(Texto fornecido):

►

06/06/2014 - 20:00
O técnico Luiz Felipe Scolari, comandante da Seleção Brasileira, tem a fama de durão. O gaúcho de 65 anos, nascido em Passo Fundo, é sério e disciplinado, às vezes parece mal-humorado, turrão até, e costuma armar equipes defensivas. Não é o estilo preferido dos torcedores e jogadores brasileiros, adeptos do futebol-arte, pautado na habilidade e no ataque. Mesmo assim, com a pecha de retranqueiro e pouco criativo, Felipão é quase uma unanimidade entre os boleiros. Em todos os clubes e seleções por que passou, o treinador campeão do mundo em 2002, pelo Brasil, na Copa do Japão e da Coreia, mais do que conquistar a simpatia de seus comandados, ganhou seguidores fiéis.
É difícil encontrar algum atleta da bola que não tenha se comovido com suas estratégias motivacionais e suas famosas preleções. Líder nato, Scolari é o tipo de pessoa que consegue extrair o máximo de seus comandados e colaboradores. Não à toa, suas equipes costumam acumular títulos. Foi assim com o CSA, de Alagoas, em seu início de carreira, na década de 1980, e principalmente com Grêmio e Palmeiras, times com os quais faturou a cobiçada Taça Libertadores da América, e, claro, com o escrete canarinho em sua primeira passagem. Na quinta-feira 12, Scolari dará início ao projeto mais importante de sua carreira.
Quando o Brasil entrar em campo na partida contra a Croácia, para dar o pontapé inicial da Copa no recém-construído estádio do Corinthians, em Itaquera, na zona leste de São Paulo, Felipão estará à frente da equipe com o maior número de treinadores do mundo: quase 200 milhões. Mais do que palpitando, essa multidão de fanáticos especialistas estará cobrando do treinador apenas um resultado: a vitória. Nada menos. Para Scolari, não há alternativa. É vencer ou vencer. Qualquer outro resultado será considerado um fracasso retumbante.

◄

(Dados):
►

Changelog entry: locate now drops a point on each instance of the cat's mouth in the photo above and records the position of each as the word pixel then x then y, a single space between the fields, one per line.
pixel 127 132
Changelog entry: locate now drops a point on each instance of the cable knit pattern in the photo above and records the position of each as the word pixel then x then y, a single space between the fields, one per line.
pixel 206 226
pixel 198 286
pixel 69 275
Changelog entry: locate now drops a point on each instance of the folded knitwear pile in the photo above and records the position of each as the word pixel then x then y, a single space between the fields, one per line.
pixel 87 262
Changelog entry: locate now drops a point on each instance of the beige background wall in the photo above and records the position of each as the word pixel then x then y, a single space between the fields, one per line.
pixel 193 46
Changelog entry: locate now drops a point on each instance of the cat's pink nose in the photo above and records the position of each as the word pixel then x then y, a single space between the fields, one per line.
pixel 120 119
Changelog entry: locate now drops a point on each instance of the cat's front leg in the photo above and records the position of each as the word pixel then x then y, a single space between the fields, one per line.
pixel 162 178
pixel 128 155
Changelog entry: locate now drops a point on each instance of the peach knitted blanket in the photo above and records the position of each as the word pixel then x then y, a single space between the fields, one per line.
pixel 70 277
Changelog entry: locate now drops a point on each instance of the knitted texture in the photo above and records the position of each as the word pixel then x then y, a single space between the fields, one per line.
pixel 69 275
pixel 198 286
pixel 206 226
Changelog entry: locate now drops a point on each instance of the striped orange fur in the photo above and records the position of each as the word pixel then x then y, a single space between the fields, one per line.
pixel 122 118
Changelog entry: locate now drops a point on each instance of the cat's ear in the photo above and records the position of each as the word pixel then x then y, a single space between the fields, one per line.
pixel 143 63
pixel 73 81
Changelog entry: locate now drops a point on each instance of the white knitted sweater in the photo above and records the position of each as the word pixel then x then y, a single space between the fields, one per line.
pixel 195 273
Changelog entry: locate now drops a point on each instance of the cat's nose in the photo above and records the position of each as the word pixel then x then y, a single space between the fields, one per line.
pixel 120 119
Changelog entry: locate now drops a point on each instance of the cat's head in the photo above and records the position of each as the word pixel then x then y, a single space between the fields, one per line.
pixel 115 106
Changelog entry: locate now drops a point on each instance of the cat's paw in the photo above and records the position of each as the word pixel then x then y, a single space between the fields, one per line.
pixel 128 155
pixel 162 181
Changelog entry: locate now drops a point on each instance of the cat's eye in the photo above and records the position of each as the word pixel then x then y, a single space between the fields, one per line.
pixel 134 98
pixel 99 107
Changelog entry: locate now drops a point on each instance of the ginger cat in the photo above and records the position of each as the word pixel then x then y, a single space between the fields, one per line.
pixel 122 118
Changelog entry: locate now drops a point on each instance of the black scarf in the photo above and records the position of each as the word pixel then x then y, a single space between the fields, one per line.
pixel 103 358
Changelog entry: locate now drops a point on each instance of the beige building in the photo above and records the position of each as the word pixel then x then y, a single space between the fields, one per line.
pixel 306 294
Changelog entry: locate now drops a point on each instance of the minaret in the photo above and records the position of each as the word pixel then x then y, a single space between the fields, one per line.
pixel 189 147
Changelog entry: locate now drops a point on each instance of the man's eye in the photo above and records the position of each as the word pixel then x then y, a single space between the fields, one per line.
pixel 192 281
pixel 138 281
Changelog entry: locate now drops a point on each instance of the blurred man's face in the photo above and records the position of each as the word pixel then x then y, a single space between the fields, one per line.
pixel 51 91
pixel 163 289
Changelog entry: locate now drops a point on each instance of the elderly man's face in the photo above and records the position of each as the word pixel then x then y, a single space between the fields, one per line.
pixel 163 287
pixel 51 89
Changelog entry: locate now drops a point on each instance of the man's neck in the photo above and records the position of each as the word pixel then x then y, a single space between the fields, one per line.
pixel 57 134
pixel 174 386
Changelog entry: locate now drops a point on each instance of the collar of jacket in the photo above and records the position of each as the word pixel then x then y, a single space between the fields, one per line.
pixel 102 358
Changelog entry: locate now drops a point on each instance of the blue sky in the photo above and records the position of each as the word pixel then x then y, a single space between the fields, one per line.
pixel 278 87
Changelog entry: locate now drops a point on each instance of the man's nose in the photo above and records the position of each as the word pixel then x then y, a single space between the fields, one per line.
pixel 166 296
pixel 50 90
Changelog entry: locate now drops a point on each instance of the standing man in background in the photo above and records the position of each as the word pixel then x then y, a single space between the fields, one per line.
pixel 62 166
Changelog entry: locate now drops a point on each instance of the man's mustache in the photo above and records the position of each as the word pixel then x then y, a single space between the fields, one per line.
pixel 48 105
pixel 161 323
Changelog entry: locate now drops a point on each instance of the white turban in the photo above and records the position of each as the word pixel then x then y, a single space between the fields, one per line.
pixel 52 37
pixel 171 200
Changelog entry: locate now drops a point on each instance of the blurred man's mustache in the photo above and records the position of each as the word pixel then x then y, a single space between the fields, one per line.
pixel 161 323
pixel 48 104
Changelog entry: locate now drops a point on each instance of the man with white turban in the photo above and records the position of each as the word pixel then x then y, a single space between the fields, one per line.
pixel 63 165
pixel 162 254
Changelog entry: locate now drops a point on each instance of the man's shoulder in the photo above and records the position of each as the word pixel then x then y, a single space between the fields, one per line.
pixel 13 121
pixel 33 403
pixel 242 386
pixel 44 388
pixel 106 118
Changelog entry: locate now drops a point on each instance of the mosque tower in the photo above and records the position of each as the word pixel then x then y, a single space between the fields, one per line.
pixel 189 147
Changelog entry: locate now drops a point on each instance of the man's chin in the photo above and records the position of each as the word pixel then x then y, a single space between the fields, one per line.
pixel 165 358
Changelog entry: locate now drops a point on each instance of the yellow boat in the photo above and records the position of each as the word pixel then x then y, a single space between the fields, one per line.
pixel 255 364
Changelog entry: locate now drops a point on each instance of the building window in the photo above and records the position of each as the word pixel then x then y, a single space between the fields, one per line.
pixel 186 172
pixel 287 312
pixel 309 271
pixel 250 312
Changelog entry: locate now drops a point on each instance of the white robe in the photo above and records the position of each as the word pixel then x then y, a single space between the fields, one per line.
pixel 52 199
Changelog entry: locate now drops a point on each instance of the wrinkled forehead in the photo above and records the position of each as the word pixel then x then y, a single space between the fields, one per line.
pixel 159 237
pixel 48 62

◄

(Tarefas propostas):
[1] Responda com base no texto sobre Luiz Felipe Scolari:
(a) Em que cidade Scolari nasceu?
(b) Com quais times ele conquistou a Taça Libertadores da América?
(c) Contra qual seleção o Brasil jogará a partida de abertura da Copa?
[2] Por favor, dê continuidade ao texto sobre Luiz Felipe Scolari a partir da última frase.
Os registros não têm relação com o texto.

(Respostas dos exercícios):
[1]
(a) Passo Fundo.
(b) Grêmio e Palmeiras.
(c) Croácia.

[2]
Trata-se de um desafio para CEO nenhum botar defeito. Como se não bastasse, o prazo é curto. Apenas um mês separa o jogo de abertura da final do Mundial. E cada etapa desse projeto deverá ser concluída em apenas 90 minutos, prorrogáveis por mais 30. “O Felipão está em uma posição privilegiada”, afirma Paulo Kakinoff, presidente da companhia aérea Gol. “E as chances de vitória são imensas.” O otimismo do presidente da Gol justifica-se. Além da qualidade do time brasileiro, Felipão é visto por diversos CEOs e líderes do mundo dos negócios como o homem ideal para comandar o projeto Hexa.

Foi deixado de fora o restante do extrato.